→ **WORK INSTRUCTIONS**:
a - Translate this sentence from the MFT analysis tool description into Spanish: "Sample configuration files can be generated using the --create-config option."
b - Continue the MFT analysis tool description, picking up after its final sentence on CSV output.

The tool supports configurable analysis profiles to suit different operational needs. The default profile provides balanced processing for general use. The quick profile minimizes processing overhead for rapid triage. The forensic profile enables maximum data extraction, including all timestamp variants and extended attributes. The performance profile adjusts internal settings to prioritize speed and resource efficiency on large datasets.

Hash computation is available for file record attributes that include data runs. MD5, SHA256, SHA512, and CRC32 hashes can be generated for resident and non-resident data. This feature supports file identification and integrity verification. Hashing runs in parallel by default, with the number of processes configurable. Users can disable multiprocessing if running in constrained environments.

Configuration is managed through command-line options or external files in JSON or YAML format. A configuration file can define output settings, analysis profiles, hash options, and filtering criteria. Sample configuration files can be generated using the --create-config option. The --list-profiles option displays all available built-in profiles and their descriptions.

Input is specified using the -f option followed by the path to the MFT file. Output format is determined by the file extension or explicit export flags. The -o option sets the output destination. When exporting to SQLite, the --sqlite flag must be used. For CSV output, no additional flag is required if the output file ends in .csv.

→ **DATA**:
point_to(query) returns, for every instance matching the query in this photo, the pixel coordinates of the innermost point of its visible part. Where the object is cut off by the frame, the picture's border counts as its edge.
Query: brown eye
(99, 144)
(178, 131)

→ **RESULTS IN ORDER**:
a - Se pueden generar archivos de configuración de ejemplo con la opción --create-config.

b -
A test MFT generator is included for development and training purposes. Using the --generate-test-mft option, users can create synthetic MFT files with a specified number of records. This feature is useful for validating tool functionality, testing parsers, or creating demonstration data.

Command-line options include verbosity controls with -v for increased output and -d for debug-level logging. These help diagnose issues during processing. Export options allow selection of format without relying on file extensions. Performance tuning options include --chunk-size for record batch size and --hash-processes to set the number of hashing threads.

The tool includes a structured help system. Running the script with --help displays all available options and their descriptions. The usage summary shows required and optional arguments. Detailed explanations are provided for each category of options, including export, performance, configuration, and debugging settings.

Development

Version 3.1.1 includes significant improvements to code quality and test coverage. The test suite now includes 224 comprehensive tests covering all major components. GitHub Actions CI/CD pipelines ensure code quality across Python 3.8-3.12 on Linux, Windows, and macOS. Security scanning with Bandit and dependency checking with Safety are integrated into the build process. Code coverage reporting through Codecov tracks test effectiveness.

Planned export formats include STIX/TAXII for threat intelligence sharing, and integration with Elasticsearch and Splunk for centralized log analysis. Graph database export to Neo4j will enable visualization of file system relationships. Users will be able to filter output by date range, file type, and size directly within the tool. An interactive mode may be introduced to allow step-by-step examination of records.

Contributions to the project are accepted via GitHub pull requests. Developers must ensure compatibility with Python 3.8 and above. All new code must include type hints and comprehensive unit tests. The test suite is run using pytest, and coverage must remain above 80%. Code should follow PEP 8 guidelines and be cross-platform compatible. Documentation must be updated for any new features or changes.

Disclaimer

This tool is provided as-is for legitimate forensic and security analysis purposes. Users are responsible for ensuring they have proper authorization before analyzing any file systems or MFT data. The authors assume no liability for misuse of this software.